What you are asked to do — Omitting the images, transcribe the records below exactly as they stand.

[Stored records]
------------------------------------------------

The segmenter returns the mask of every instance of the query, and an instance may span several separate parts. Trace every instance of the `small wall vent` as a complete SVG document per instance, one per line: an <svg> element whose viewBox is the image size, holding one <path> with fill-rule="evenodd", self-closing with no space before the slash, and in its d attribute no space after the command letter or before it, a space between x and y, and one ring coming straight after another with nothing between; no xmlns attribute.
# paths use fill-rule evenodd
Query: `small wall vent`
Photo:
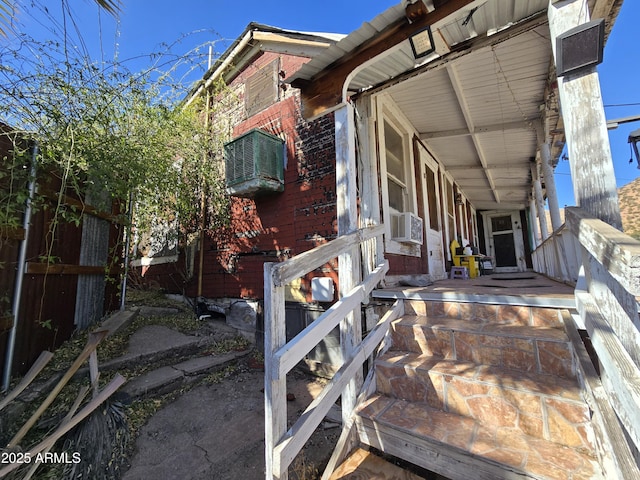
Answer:
<svg viewBox="0 0 640 480"><path fill-rule="evenodd" d="M254 129L224 145L226 187L235 197L284 190L284 141Z"/></svg>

------------------------------------------------

Exercise solution —
The segmenter returns the mask of every instance of the query, and an instance may span several separate parts. Trace every instance of the `small wall vent` as a complete SVG document per instance, one per line: an <svg> element whose viewBox is the image size, holding one <path> with fill-rule="evenodd", self-closing with no space before the slash, and in its d attribute no space after the command letter or before it, a space between x and y, and one ring coming straight after another with nothing between; no xmlns attribute.
# paths use fill-rule evenodd
Query: `small wall vent`
Photo:
Answer:
<svg viewBox="0 0 640 480"><path fill-rule="evenodd" d="M254 129L224 145L226 187L235 197L284 190L284 141Z"/></svg>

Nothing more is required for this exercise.